RECORD EXTRACTS |
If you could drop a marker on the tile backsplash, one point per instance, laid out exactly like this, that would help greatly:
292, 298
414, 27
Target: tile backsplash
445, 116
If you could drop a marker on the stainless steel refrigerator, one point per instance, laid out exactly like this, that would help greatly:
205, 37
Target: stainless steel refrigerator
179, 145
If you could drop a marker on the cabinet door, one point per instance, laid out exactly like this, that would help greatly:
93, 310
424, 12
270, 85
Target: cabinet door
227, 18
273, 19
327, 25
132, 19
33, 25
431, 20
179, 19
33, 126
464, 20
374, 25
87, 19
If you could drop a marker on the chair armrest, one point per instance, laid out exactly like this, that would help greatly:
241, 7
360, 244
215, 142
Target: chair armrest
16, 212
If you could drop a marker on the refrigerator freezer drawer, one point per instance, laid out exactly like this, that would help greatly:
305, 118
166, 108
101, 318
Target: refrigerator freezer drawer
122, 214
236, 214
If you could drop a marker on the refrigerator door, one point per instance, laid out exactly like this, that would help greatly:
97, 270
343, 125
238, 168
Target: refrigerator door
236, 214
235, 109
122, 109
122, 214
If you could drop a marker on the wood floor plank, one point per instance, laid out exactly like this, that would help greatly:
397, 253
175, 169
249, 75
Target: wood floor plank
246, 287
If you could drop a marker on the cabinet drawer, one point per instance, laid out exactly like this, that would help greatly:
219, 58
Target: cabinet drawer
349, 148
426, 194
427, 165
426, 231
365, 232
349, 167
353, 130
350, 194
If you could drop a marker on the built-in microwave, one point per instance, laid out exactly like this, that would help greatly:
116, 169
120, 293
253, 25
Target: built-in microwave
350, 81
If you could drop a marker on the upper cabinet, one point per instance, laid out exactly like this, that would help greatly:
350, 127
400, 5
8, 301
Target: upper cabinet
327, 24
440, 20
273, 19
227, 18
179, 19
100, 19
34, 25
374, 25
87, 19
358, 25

WHAT TO DO |
Rewrite the full listing above, swapping each occurrence of "drop a marker" for "place a point" and leaving every other line and character unchanged.

FULL ANSWER |
If you could place a point on the tile backsplash, one point per instance, laid out exactly like this, that would help greatly:
292, 298
414, 27
Target: tile backsplash
445, 116
If you could place a point on the stainless steel refrigerator, one point per instance, laid out exactly like this, that would help greatly:
205, 37
Target: stainless steel refrigerator
179, 145
If you could place a point on the cabinet door, one point per instance, laid out exactly like this, that would help greatly:
93, 310
424, 12
270, 85
Target: cabinet door
227, 18
273, 19
327, 25
132, 19
33, 25
431, 20
179, 19
33, 126
464, 20
374, 25
87, 19
If you could place a point on the chair armrest, one point per instance, laid out exactly like this, that would help greatly:
241, 7
360, 244
215, 142
Target: chair armrest
16, 212
If you could place a point on the refrigerator freezer drawer, one point per instance, laid out exactly like this, that would help greatly:
305, 118
166, 108
101, 318
Target: refrigerator freezer drawer
122, 214
236, 214
If you could place a point on the refrigerator door, one point per instance, laid out exactly like this, that would help greatly:
97, 270
343, 125
238, 168
Target: refrigerator door
236, 214
235, 109
122, 109
122, 214
If you could place a point on the wood floor plank, one point per instance, laid out exactly like this, that would help greatly:
397, 253
175, 169
249, 75
Target: wood floor plank
246, 287
If you could place a point on the cabinet drawer, one point per instance, laid out exactly like this, that would help greatly:
219, 58
Target: cabinet drawer
349, 148
426, 194
427, 165
426, 231
365, 232
349, 167
353, 130
350, 194
If you could place a point on the built-in microwave, one point per instance, laid out exactly like this, that would help greatly:
116, 169
120, 293
253, 25
Target: built-in microwave
350, 81
If you could place a point on the upper cabinet, one point per instance, laid out exactly like this, that would help greatly:
350, 127
400, 5
8, 301
Target: upper cabinet
327, 24
440, 20
273, 19
227, 18
179, 19
100, 19
34, 25
374, 25
87, 19
358, 25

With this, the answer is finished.